* _ASSIGNMENT_: Only one portion of the data is to be written out: from the line bearing "Target: oct sign" through the line bearing "Target: distant building". Write it exactly as it appears.

* _SUPPLIED DATA_:
┄┄┄┄┄┄┄┄┄┄┄┄┄┄┄┄┄┄┄┄

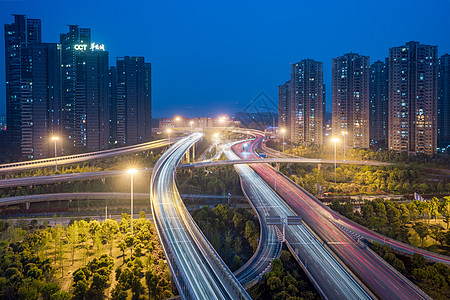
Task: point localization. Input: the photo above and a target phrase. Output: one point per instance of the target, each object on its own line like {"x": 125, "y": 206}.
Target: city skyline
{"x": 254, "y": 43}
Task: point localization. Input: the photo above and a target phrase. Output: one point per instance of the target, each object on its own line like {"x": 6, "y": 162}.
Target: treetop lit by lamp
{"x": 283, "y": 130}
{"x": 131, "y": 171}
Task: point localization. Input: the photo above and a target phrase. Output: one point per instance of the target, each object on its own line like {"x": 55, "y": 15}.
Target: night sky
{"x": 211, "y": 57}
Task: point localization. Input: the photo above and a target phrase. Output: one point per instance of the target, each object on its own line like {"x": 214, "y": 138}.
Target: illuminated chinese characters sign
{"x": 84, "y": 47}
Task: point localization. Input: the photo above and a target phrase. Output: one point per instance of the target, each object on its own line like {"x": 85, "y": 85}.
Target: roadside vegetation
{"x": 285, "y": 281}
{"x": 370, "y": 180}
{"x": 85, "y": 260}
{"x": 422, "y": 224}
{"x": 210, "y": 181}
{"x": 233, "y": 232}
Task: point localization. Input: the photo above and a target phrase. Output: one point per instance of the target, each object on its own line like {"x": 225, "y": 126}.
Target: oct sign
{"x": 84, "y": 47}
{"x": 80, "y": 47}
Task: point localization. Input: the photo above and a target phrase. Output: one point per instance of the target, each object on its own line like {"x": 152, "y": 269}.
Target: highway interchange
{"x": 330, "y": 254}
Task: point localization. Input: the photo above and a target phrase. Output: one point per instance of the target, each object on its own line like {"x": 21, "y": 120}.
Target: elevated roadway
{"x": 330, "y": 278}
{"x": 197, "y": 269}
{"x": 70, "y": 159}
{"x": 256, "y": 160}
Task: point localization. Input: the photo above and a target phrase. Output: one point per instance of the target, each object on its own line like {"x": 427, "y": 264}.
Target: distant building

┄┄┄┄┄┄┄┄┄┄┄┄┄┄┄┄┄┄┄┄

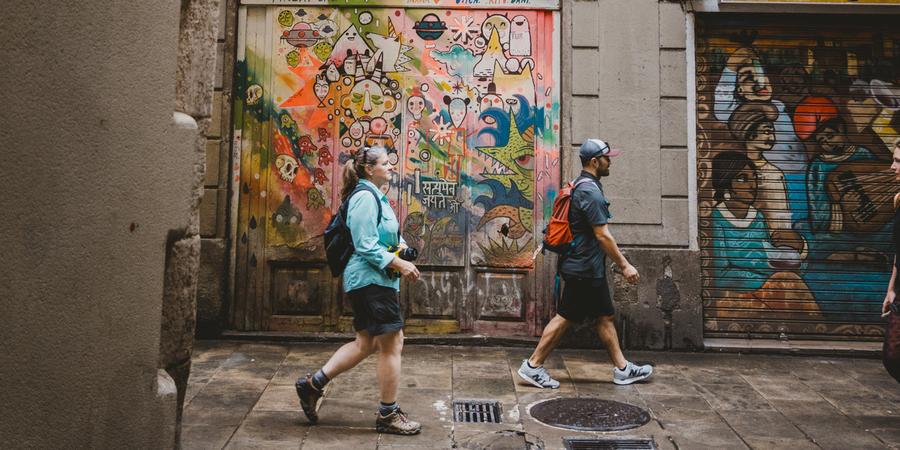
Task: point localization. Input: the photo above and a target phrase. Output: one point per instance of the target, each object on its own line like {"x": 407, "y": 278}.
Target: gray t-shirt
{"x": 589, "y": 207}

┄┄┄┄┄┄┄┄┄┄┄┄┄┄┄┄┄┄┄┄

* _RESPONSE TO THE TASK_:
Target: oct sign
{"x": 84, "y": 47}
{"x": 80, "y": 47}
Task: point localization. Input: the photo above and a target phrase. Output: one point per instance of the target, each object on its own line like {"x": 152, "y": 269}.
Target: highway interchange
{"x": 330, "y": 254}
Task: point localization. Input: the photo above and a target phrase. Output: one point per instance of the target, each object on its own line like {"x": 21, "y": 120}.
Target: elevated roadway
{"x": 330, "y": 278}
{"x": 197, "y": 269}
{"x": 70, "y": 159}
{"x": 256, "y": 160}
Task: point localization. Input: the photo above and a target phrase. Output: one point per instance of the target, each object on its own line like {"x": 427, "y": 264}.
Target: distant building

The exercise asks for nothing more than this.